Start of The data
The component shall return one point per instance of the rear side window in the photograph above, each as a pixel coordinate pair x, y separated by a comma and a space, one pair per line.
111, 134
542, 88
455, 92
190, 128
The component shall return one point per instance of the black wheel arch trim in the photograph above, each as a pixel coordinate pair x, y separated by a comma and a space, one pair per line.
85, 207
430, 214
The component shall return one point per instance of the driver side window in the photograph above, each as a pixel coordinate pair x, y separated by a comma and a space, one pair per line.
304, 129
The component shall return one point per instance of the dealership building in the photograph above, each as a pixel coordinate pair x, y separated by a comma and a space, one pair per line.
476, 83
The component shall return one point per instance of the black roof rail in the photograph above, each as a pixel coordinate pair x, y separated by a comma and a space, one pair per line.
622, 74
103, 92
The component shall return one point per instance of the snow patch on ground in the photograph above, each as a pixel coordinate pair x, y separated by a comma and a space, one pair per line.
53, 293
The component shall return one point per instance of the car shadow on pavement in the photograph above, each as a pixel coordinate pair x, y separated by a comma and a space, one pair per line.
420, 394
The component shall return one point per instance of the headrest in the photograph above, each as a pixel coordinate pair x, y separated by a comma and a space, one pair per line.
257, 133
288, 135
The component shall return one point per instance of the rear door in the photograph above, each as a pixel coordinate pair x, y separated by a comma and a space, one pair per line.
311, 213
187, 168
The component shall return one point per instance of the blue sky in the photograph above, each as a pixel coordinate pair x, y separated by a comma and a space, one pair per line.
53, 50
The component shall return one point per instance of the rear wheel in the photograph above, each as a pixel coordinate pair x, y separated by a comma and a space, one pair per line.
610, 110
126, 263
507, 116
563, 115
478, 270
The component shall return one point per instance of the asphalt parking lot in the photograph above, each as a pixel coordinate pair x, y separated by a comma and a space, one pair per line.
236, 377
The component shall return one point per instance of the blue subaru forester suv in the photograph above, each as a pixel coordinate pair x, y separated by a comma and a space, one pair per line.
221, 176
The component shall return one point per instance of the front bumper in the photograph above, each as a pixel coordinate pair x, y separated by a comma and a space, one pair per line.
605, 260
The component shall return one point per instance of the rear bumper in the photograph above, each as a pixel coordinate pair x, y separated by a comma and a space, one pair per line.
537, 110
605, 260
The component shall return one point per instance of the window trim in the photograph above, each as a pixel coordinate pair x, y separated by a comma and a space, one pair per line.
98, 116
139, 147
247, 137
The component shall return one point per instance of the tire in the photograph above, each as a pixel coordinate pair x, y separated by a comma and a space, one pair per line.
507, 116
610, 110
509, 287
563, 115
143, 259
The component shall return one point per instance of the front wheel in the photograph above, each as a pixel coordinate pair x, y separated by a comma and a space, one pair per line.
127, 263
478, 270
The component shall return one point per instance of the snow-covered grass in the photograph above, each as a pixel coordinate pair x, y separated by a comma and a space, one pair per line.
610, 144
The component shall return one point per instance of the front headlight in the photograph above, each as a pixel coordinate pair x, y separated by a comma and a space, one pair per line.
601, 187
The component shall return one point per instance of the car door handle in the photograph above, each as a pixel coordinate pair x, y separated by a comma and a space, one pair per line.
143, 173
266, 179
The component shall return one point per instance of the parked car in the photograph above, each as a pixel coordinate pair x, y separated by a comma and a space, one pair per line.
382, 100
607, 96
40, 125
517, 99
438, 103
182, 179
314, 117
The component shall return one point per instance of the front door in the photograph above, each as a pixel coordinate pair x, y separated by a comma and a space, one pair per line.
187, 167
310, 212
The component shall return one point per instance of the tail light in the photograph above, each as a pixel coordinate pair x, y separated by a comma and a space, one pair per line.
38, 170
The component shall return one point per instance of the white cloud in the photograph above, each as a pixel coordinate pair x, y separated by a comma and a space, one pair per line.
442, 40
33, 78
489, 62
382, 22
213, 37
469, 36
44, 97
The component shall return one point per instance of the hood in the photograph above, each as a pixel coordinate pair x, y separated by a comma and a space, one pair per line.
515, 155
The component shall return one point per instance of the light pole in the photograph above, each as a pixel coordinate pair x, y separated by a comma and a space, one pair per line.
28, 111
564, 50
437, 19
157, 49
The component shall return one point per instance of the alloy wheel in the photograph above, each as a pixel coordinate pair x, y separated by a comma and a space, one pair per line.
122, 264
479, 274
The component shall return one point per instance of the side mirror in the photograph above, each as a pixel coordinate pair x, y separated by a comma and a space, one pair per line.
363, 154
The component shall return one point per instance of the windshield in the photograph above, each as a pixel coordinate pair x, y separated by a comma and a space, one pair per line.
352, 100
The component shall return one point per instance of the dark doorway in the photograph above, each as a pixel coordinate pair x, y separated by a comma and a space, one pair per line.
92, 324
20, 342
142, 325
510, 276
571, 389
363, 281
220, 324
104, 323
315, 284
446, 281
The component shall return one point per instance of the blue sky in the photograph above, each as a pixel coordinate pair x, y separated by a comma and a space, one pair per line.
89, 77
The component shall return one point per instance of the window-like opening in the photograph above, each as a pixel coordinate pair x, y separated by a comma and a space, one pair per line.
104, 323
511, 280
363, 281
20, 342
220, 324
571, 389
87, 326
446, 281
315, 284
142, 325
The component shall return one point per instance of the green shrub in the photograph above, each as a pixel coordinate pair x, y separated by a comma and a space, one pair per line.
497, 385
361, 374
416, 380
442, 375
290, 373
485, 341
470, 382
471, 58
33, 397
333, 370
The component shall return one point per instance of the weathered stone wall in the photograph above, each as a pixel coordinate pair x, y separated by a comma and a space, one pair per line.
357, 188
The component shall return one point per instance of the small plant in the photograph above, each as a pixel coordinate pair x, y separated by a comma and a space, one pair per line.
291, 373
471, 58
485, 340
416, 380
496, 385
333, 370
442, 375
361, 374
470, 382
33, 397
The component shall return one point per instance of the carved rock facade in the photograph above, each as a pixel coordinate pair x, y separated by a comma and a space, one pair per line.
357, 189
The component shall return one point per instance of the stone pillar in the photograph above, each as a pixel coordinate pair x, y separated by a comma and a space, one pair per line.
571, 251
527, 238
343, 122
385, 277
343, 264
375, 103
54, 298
End of The data
- [Exercise details]: Print all the records exactly as written.

- [Exercise response]:
The component shall return one point per instance of the rear side window in the photograph above, each as a pixel coordinate pair x, y separated by a comma and a space, one pair per line.
111, 134
542, 88
455, 92
190, 128
The component shall return one point per instance of the black wheel arch trim in the photograph above, each as a pixel coordinate pair x, y separated by a comma and a space, one pair per line.
85, 207
430, 214
The component shall return one point per instance of the driver side window in the photograph above, each as a pixel coordinate pair x, y separated by a comma and a space, one pair per line.
304, 129
The component shall return one point per instance of the dealership building in the photograph above, each as a pixel coordinate pair x, y separated by a comma and a space, one pair per line.
476, 83
The component shall return one point per instance of the black roof rail in the photograph above, each as a pixel coordinate pair x, y separated by a comma and a space, one pair per line.
622, 74
103, 92
The component shall return one point per instance of the snow patch on ground in the photograph above, each as a pixel coordinate pair x, y separated by a comma and a space, one pair per line.
53, 293
The component shall return one point per instance of the car shadow on pavement in the photograph above, each as a pixel coordinate pair x, y separated by a comma and a space, one pair per line.
420, 394
The component shall return one point per instance of the headrest in the photograph above, each as a pixel coordinate pair x, y separated by a comma and a space, one pair per line.
257, 133
288, 135
The component shall return one point per instance of the rear door in the photograph above, each as a pixel coordinate pair x, y separated by a comma and a space, one pair per line.
311, 213
187, 168
The component shall return one point per instance of the blue sky in the photograph above, each as a pixel coordinate pair x, y separated by a comma and a space, one pair per line.
53, 50
The component shall return one point per instance of the rear wheel in the photograph above, each as a pixel coordinate pair x, y separated by a comma and a space, one pair per line.
610, 110
126, 263
507, 116
563, 115
478, 270
The component shall return one point per instance of the asphalt parking lot in the photograph above, each as a pixel coordinate pair x, y separated by a comma and a space, one pair per line.
236, 377
The component shall return one point per instance of the blue subaru forester suv in the photograph above, each as a pixel coordinate pair x, y separated by a comma and a space, one pair per line.
221, 176
The component shall return one point per instance of the front bumper in the photograph above, each as a pixel coordinate pair x, y separated by a comma and a space, one pair per line.
605, 260
The component shall return one point per instance of the rear bumper in the photograph above, each as a pixel coordinate pair x, y separated by a comma and a space, one pair per line.
537, 110
605, 260
The component shall return one point per instance of the window trim in the photograph above, each as a pixel coordinate pair x, y separated by a comma and a space, one pair per line.
98, 116
139, 147
247, 137
The component shall return one point per instance of the tire in the photograph above, each as a pixel coordinate pair x, y separated by a comma and a space, one pair per line.
507, 116
610, 110
509, 287
563, 115
143, 259
The component shall return one point per instance of the front wheel in the photograph above, each as a pixel coordinate pair x, y separated by a comma and a space, one pair per line.
127, 263
478, 270
The component shall return one point per instance of the snow-covered grass in the photograph above, each as a pixel coordinate pair x, y separated by a comma and a space, one pair per line.
610, 144
The component shall return one point per instance of the front headlight in the photograph above, each as a pixel coordinate pair x, y separated by a comma and a space, one pair per line.
601, 187
The component shall return one point per instance of the car door handle in the photograph above, each as a pixel coordinate pair x, y separated by a comma and a space, one pair per line.
143, 173
266, 179
The component shall return one point per instance of the parked car in the photograph above, each as a pixel coordinate pair x, y separated by a comma and a space, one pair per line.
382, 100
607, 96
40, 125
517, 99
438, 103
182, 179
314, 117
The component shall return one point per instance of the front door in the photograph above, each as a pixel coordinate pair x, y separated by a comma and a space, one pair per line.
187, 167
310, 212
The component shall return one point per instance of the tail light in the photograph above, each as a pixel coordinate pair x, y separated by a comma and a space, one pair per line.
38, 170
The component shall return one point per instance of the white cloud in the photograph above, each as a pixel coordinate pair x, y separated by a comma and a space, one pair per line.
442, 40
33, 78
489, 62
382, 22
213, 37
469, 36
44, 97
The component shall return one point per instance of the hood in the photograph above, each as a pixel coordinate pair x, y separated by a comma and a space, one pair per line.
515, 155
The component shall return one point per instance of the light pole in the photograph above, each as a pixel coordinate pair x, y separated by a comma and a space, one pair per line.
28, 111
564, 50
437, 19
157, 49
The component shall return one point per instance of the alloy wheel in the photograph above, each as a pixel coordinate pair x, y separated by a comma and a space, one pair per line.
122, 264
479, 274
The component shall return one point per instance of the side mirror in the photograph above, each as a pixel coordinate pair x, y separated by a comma and a space, one pair per line.
363, 154
The component shall return one point per instance of the windshield in the photograph above, each as a pixel coordinate pair x, y separated by a comma and a space, one pair per line.
352, 100
The component shall return one point per instance of the dark doorway in the photograph above, each as a pixel coordinate pair x, y separated by a comma and a space, one pair per line.
92, 324
20, 342
142, 325
510, 276
571, 389
363, 281
220, 324
104, 323
315, 284
446, 281
The component shall return one point per instance of the blue sky in the photograph above, each as a pixel coordinate pair x, y separated by a comma and a space, one pair per line.
89, 77
The component shall return one point per instance of the window-like opening in the photograph above, each as a pixel coordinate pair x, y separated by a comma and a space, one pair per line.
104, 323
511, 280
363, 281
20, 342
220, 324
571, 389
87, 326
446, 281
315, 284
142, 325
The component shall return one point per instance of the green shrub in the photograph above, each as a pixel coordinate pair x, y separated by a comma and a space, one pair per line.
497, 385
361, 374
416, 380
442, 375
290, 373
485, 341
470, 382
471, 58
33, 397
333, 370
The component shall return one point per instance of the weathered stone wall in the photograph above, each as a pixel coordinate pair x, y separated by a comma and a space, one pair per line.
357, 188
The component shall return one point per instance of the small plant in the photograph above, each as a pixel coordinate pair x, y separated by a comma and a space, one pair per line.
291, 373
471, 58
485, 340
416, 380
496, 385
333, 370
442, 375
361, 374
470, 382
33, 397
The component shall return one point per instance of the carved rock facade in the photograph above, each as a pixel coordinate pair x, y separated by a comma and a space, one pair per line.
357, 189
The component shall return one point per instance of the stone pillar in the photograph above, each as a pixel coordinate pair x, y separated by a comma and a space, one pair per line.
571, 251
527, 238
343, 122
385, 277
343, 264
375, 103
54, 298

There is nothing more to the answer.